#### Prompt
Transcribe the entries below exactly as they appear.
[Recorded data — start]
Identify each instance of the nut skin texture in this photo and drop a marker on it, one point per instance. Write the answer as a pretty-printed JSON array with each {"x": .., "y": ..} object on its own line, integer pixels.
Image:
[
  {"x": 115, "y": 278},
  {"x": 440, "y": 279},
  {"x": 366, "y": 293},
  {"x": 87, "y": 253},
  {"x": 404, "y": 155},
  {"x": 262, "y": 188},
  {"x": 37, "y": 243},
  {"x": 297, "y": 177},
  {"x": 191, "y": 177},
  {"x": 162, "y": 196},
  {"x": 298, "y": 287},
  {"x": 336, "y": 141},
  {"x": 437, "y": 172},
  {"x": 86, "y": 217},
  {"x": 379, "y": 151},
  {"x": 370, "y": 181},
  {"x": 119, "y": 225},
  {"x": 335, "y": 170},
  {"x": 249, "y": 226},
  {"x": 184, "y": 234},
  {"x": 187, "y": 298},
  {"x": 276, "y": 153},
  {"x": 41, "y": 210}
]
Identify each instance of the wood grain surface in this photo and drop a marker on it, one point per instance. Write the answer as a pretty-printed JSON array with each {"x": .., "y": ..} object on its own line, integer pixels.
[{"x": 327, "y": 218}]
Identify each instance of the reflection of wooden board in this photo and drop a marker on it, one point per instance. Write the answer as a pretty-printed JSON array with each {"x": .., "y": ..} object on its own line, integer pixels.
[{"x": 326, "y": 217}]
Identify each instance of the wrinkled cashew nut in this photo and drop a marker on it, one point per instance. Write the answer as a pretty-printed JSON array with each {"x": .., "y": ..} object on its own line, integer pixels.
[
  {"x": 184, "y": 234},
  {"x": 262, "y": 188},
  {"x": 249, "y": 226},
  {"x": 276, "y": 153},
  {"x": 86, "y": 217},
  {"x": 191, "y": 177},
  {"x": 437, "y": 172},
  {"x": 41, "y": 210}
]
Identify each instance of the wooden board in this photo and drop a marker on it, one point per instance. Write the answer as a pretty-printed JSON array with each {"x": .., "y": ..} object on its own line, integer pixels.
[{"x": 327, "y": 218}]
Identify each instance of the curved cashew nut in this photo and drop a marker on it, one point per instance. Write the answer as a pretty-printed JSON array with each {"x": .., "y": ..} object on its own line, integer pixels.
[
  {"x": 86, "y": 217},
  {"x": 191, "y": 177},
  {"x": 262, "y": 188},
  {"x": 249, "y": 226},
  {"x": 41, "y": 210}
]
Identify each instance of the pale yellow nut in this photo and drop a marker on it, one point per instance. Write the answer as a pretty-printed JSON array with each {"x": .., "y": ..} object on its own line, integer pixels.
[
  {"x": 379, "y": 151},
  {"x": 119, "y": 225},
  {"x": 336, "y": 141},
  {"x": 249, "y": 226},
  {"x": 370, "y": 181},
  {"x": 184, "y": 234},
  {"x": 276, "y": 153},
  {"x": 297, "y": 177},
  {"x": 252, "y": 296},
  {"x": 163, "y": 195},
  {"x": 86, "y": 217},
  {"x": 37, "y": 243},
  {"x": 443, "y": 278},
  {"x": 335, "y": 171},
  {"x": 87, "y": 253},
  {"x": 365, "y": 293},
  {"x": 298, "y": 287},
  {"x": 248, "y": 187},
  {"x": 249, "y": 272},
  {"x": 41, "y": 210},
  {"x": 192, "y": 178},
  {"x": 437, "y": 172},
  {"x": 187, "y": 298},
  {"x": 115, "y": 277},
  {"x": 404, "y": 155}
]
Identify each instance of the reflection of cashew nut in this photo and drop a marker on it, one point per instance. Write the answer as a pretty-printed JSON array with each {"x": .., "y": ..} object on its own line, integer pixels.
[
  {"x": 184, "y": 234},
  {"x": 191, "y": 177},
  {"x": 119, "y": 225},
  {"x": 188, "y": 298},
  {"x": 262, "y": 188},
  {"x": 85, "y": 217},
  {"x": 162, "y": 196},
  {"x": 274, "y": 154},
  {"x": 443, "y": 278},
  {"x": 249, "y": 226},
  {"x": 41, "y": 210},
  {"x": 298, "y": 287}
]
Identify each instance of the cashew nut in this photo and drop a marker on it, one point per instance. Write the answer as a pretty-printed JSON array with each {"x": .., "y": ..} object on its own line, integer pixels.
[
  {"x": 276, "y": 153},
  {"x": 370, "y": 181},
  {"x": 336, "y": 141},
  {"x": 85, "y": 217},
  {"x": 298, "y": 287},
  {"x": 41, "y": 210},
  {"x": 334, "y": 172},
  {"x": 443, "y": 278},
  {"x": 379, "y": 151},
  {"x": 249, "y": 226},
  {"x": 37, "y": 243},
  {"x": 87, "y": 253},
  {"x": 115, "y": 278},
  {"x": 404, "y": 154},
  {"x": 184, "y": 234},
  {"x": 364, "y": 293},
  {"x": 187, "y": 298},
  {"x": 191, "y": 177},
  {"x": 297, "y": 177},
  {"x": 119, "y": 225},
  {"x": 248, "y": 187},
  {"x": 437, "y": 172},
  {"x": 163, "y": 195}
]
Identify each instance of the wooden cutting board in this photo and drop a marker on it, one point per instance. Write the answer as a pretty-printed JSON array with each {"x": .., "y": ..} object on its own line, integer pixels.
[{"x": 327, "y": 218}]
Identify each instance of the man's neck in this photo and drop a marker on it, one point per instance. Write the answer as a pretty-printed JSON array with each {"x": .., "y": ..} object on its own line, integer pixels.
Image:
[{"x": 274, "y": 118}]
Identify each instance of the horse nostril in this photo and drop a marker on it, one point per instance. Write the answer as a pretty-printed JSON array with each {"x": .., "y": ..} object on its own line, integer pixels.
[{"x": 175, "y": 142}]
[Recorded data — finish]
#### Solution to the problem
Identify each instance of the nut skin texture in this photo and drop a marker on it, one point per instance. Write the answer as a pretty-printed JSON array with each {"x": .., "y": ..} object on its own line, integer pixels.
Image:
[
  {"x": 115, "y": 278},
  {"x": 440, "y": 279},
  {"x": 366, "y": 293},
  {"x": 87, "y": 253},
  {"x": 404, "y": 155},
  {"x": 262, "y": 188},
  {"x": 37, "y": 243},
  {"x": 297, "y": 177},
  {"x": 191, "y": 177},
  {"x": 162, "y": 196},
  {"x": 298, "y": 287},
  {"x": 336, "y": 141},
  {"x": 437, "y": 172},
  {"x": 86, "y": 217},
  {"x": 379, "y": 151},
  {"x": 370, "y": 181},
  {"x": 119, "y": 225},
  {"x": 335, "y": 170},
  {"x": 249, "y": 226},
  {"x": 184, "y": 234},
  {"x": 187, "y": 298},
  {"x": 276, "y": 153},
  {"x": 41, "y": 210}
]
Identify each instance of the wood grain surface in this photo and drop a marker on it, one point per instance. Write the answer as a pretty-printed JSON array with each {"x": .., "y": ..} object on its own line, integer pixels.
[{"x": 327, "y": 218}]
Identify each instance of the reflection of wooden board in this photo and drop a marker on it, one point per instance. Write the answer as a pretty-printed JSON array with each {"x": .., "y": ..} object on its own line, integer pixels.
[{"x": 326, "y": 217}]
Identify each instance of the wrinkled cashew nut in this photo and drop a marker on it, one point per instance. Write the answer as a pretty-printed JSON array with each {"x": .., "y": ..} object on its own line, integer pixels.
[
  {"x": 184, "y": 234},
  {"x": 262, "y": 188},
  {"x": 249, "y": 226},
  {"x": 276, "y": 153},
  {"x": 86, "y": 217},
  {"x": 191, "y": 177},
  {"x": 437, "y": 172},
  {"x": 41, "y": 210}
]
Identify each instance of the wooden board in this photo and drop a marker on it, one point per instance. Write the answer as a pretty-printed JSON array with each {"x": .., "y": ..} object on its own line, integer pixels.
[{"x": 327, "y": 218}]
Identify each instance of the curved cashew nut in this photo and drop a marker on it, one point per instance. Write the answer as a pretty-printed JSON array with each {"x": .., "y": ..} object on its own line, integer pixels.
[
  {"x": 86, "y": 217},
  {"x": 191, "y": 177},
  {"x": 262, "y": 188},
  {"x": 249, "y": 226},
  {"x": 41, "y": 210}
]
Identify each instance of the pale yellow nut in this photo and drop a marker on it, one point per instance. Write the answer as a pretty-printed JSON array with each {"x": .., "y": ..} object on its own line, integer pixels.
[
  {"x": 379, "y": 151},
  {"x": 119, "y": 225},
  {"x": 336, "y": 141},
  {"x": 249, "y": 226},
  {"x": 370, "y": 181},
  {"x": 184, "y": 234},
  {"x": 276, "y": 153},
  {"x": 297, "y": 177},
  {"x": 252, "y": 296},
  {"x": 163, "y": 195},
  {"x": 86, "y": 217},
  {"x": 37, "y": 243},
  {"x": 443, "y": 278},
  {"x": 335, "y": 171},
  {"x": 87, "y": 253},
  {"x": 365, "y": 293},
  {"x": 298, "y": 287},
  {"x": 248, "y": 187},
  {"x": 249, "y": 272},
  {"x": 41, "y": 210},
  {"x": 192, "y": 178},
  {"x": 437, "y": 172},
  {"x": 187, "y": 298},
  {"x": 115, "y": 277},
  {"x": 404, "y": 155}
]
Identify each instance of the reflection of cashew nut in this photo and drop a marker on it, one point per instance. Write the answer as a pretty-printed JSON array with each {"x": .., "y": ..} object on its own line, integer pixels.
[
  {"x": 184, "y": 234},
  {"x": 191, "y": 177},
  {"x": 119, "y": 225},
  {"x": 188, "y": 298},
  {"x": 262, "y": 188},
  {"x": 85, "y": 217},
  {"x": 162, "y": 196},
  {"x": 274, "y": 154},
  {"x": 443, "y": 278},
  {"x": 249, "y": 226},
  {"x": 41, "y": 210},
  {"x": 298, "y": 287}
]
Identify each instance of the cashew nut in this photo and drop a marker on it, one point per instance. Write the answer as a pretty-printed JSON array with each {"x": .., "y": ..} object on its own line, integer pixels.
[
  {"x": 276, "y": 153},
  {"x": 370, "y": 181},
  {"x": 336, "y": 141},
  {"x": 85, "y": 217},
  {"x": 298, "y": 287},
  {"x": 41, "y": 210},
  {"x": 334, "y": 172},
  {"x": 443, "y": 278},
  {"x": 379, "y": 151},
  {"x": 249, "y": 226},
  {"x": 37, "y": 243},
  {"x": 87, "y": 253},
  {"x": 115, "y": 278},
  {"x": 404, "y": 154},
  {"x": 184, "y": 234},
  {"x": 364, "y": 293},
  {"x": 187, "y": 298},
  {"x": 191, "y": 177},
  {"x": 297, "y": 177},
  {"x": 119, "y": 225},
  {"x": 248, "y": 187},
  {"x": 437, "y": 172},
  {"x": 163, "y": 195}
]
Identify each instance of the wooden cutting board in this photo and drop a marker on it, one point per instance. Write the answer as a pretty-printed JSON array with each {"x": .., "y": ..} object on its own line, integer pixels.
[{"x": 327, "y": 218}]
Identify each instance of the man's neck in this photo and drop a marker on it, one point per instance. Write the answer as a pretty-printed JSON array with each {"x": .., "y": ..} object on its own line, integer pixels.
Image:
[{"x": 274, "y": 118}]
Identify each instance of the horse nostril in this photo and drop a marker on it, one point per instance. Write the answer as a pretty-printed JSON array with each {"x": .., "y": ..} object on its own line, integer pixels.
[{"x": 175, "y": 142}]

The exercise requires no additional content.